[Problem]:
Exclude the pictures; give every entry again exactly as written.

Dataset records about object locations

⟨

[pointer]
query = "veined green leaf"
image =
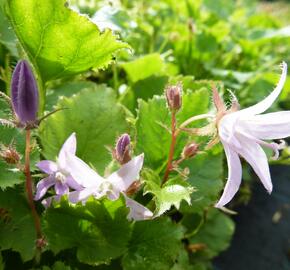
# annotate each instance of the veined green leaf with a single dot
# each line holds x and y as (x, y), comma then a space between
(99, 230)
(59, 41)
(95, 117)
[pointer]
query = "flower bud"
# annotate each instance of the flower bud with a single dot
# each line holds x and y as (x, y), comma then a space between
(24, 93)
(9, 154)
(122, 149)
(189, 150)
(173, 95)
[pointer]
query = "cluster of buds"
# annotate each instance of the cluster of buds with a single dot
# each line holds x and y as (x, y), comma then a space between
(9, 154)
(190, 150)
(173, 95)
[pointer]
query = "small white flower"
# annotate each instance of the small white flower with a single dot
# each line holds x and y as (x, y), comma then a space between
(243, 134)
(114, 185)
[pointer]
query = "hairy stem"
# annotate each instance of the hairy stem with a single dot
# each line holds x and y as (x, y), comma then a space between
(28, 187)
(171, 150)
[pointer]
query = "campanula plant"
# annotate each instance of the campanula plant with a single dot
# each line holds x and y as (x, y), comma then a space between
(145, 152)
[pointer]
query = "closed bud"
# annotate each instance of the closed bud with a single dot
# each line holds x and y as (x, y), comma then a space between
(174, 96)
(122, 149)
(190, 150)
(24, 93)
(9, 154)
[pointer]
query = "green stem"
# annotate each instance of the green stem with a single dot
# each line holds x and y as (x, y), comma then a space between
(192, 119)
(171, 150)
(28, 187)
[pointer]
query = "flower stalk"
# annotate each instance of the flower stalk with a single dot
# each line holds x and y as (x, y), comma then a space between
(28, 187)
(171, 149)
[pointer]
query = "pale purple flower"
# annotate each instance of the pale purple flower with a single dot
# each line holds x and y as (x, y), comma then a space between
(58, 172)
(114, 185)
(243, 133)
(24, 93)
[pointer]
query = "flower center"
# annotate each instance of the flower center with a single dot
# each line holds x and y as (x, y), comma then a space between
(60, 177)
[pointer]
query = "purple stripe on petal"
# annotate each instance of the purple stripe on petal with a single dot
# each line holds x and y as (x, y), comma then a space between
(61, 189)
(73, 184)
(47, 166)
(42, 187)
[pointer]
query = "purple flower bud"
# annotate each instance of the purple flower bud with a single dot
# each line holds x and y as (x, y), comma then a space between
(24, 93)
(190, 150)
(173, 95)
(9, 154)
(122, 149)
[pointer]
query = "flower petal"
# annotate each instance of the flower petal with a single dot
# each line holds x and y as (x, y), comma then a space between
(82, 173)
(268, 126)
(47, 201)
(73, 184)
(69, 146)
(42, 187)
(61, 189)
(80, 196)
(268, 101)
(127, 174)
(234, 176)
(256, 157)
(47, 166)
(137, 210)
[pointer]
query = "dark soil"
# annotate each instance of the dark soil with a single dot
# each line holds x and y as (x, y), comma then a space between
(262, 237)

⟩

[The reply]:
[pointer]
query = "veined green leaf"
image =
# annotate each instance of the veined green leaf with a single dot
# each line holds x and y as (x, y), comma then a space between
(99, 230)
(59, 41)
(95, 117)
[pointer]
query = "flower bud"
# annotate each instance of the flower bud with a single dot
# each line holds x and y as (x, y), comma then a space between
(24, 93)
(9, 154)
(122, 149)
(189, 150)
(173, 95)
[pointer]
query = "cluster of buds"
# annotate each instance of the cluster of buds with a single dot
# each line holds x and y as (x, y), comma then a space between
(9, 154)
(190, 150)
(173, 95)
[pointer]
query = "small white flower"
# annotate each instance of the small white flower with a single dot
# each line holds x and y as (x, y), comma then a space between
(243, 134)
(114, 185)
[pointer]
query = "hairy stem"
# annotate each instance of the hairy stem with a single dot
# each line holds x and y as (x, y), comma then a space between
(28, 187)
(171, 150)
[pointer]
query = "campanula plant"
# annotate each instance of the campanula plant with a single dot
# each line holds x and y as (x, y), comma then a space between
(145, 152)
[pointer]
query = "closed bud"
# annotate each instance of the closed bud with a single dot
# each line holds x and y as (x, y), comma then a space between
(174, 96)
(122, 149)
(190, 150)
(24, 93)
(9, 154)
[pointer]
query = "green stem"
# annotate each instance of the green stem with a single dot
# each line holds x and y as (x, y), comma then a space between
(192, 119)
(171, 150)
(28, 187)
[pointer]
query = "flower stalk"
# annotate each instance of the flower stalk with a single dot
# each line holds x and y as (x, y), comma then a space between
(28, 187)
(171, 149)
[pointer]
query = "pale purple flower"
# annotate each instance of the pale purple flower with a single dot
# each line holds x and y as (x, y), comma then a space between
(58, 172)
(114, 185)
(243, 133)
(24, 93)
[pointer]
query = "flower center"
# annotate each instance of the flower center with a single dot
# each line holds x and y as (x, y), comma then a space between
(60, 177)
[pointer]
query = "purple stripe on petal"
# annotate each instance of the purple stripe on petal with a single dot
# each line holds x and y as (x, y), comma then a space between
(61, 189)
(73, 184)
(47, 166)
(42, 187)
[pointer]
query = "purple flower bud"
# annotate each instance of the purple flower bud with a single dot
# each line holds x and y as (x, y), comma then a space between
(24, 93)
(190, 150)
(173, 95)
(9, 154)
(122, 149)
[pointer]
query = "flower petal"
# annotate each instance of the flower petal with a single dot
# each line holds x and y as (x, y), comma then a space between
(82, 173)
(268, 126)
(47, 201)
(73, 184)
(69, 146)
(42, 187)
(61, 189)
(80, 196)
(268, 101)
(127, 174)
(234, 176)
(256, 157)
(47, 166)
(137, 210)
[pointer]
query = "dark soil"
# annotate each instance of the dark soil with a single dot
# each line holds x and y as (x, y), comma then a space between
(262, 237)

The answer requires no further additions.